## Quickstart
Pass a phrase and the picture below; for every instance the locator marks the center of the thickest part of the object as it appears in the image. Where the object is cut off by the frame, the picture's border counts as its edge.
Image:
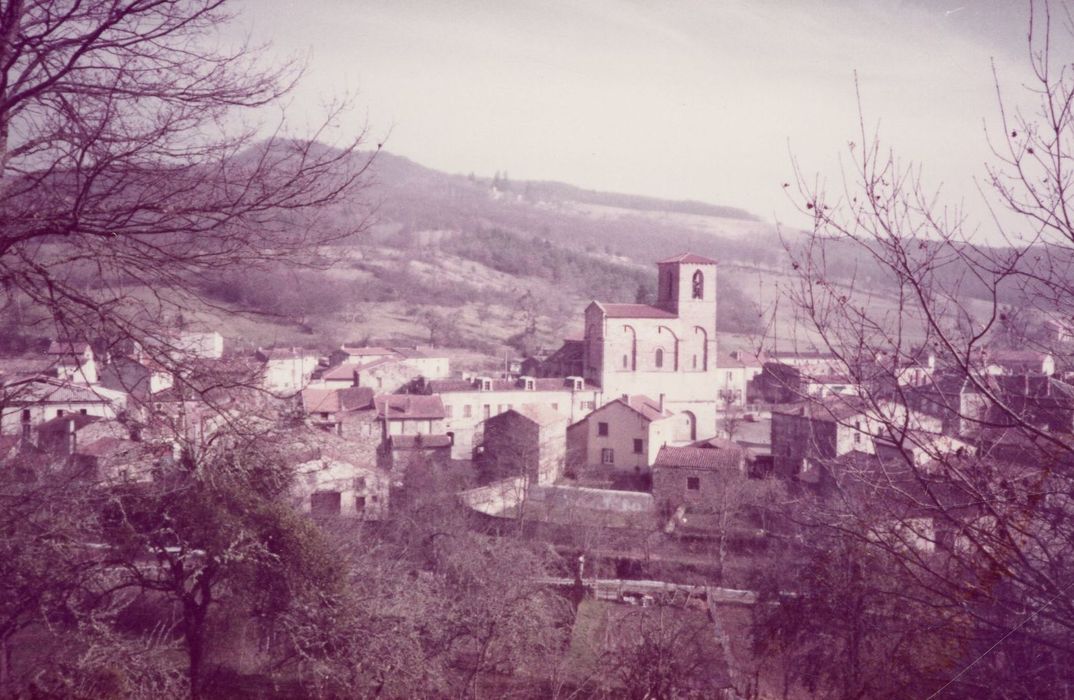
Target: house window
(324, 502)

◆ ◆ ◆ ◆ ◆

INSTRUCTIONS TO FOLLOW
Restate exactly the lines that start at the "Pass a phrase" line and end with the last line of the material above, leaving out the pictures.

TASK RESPONSE
Pass a phrase and the picture below; for every instance the locator marks the center of the thickest part of the object as it appears in the image. Where the object is cut off by the frame, the picture's border counts as its edge.
Image:
Target: house window
(324, 502)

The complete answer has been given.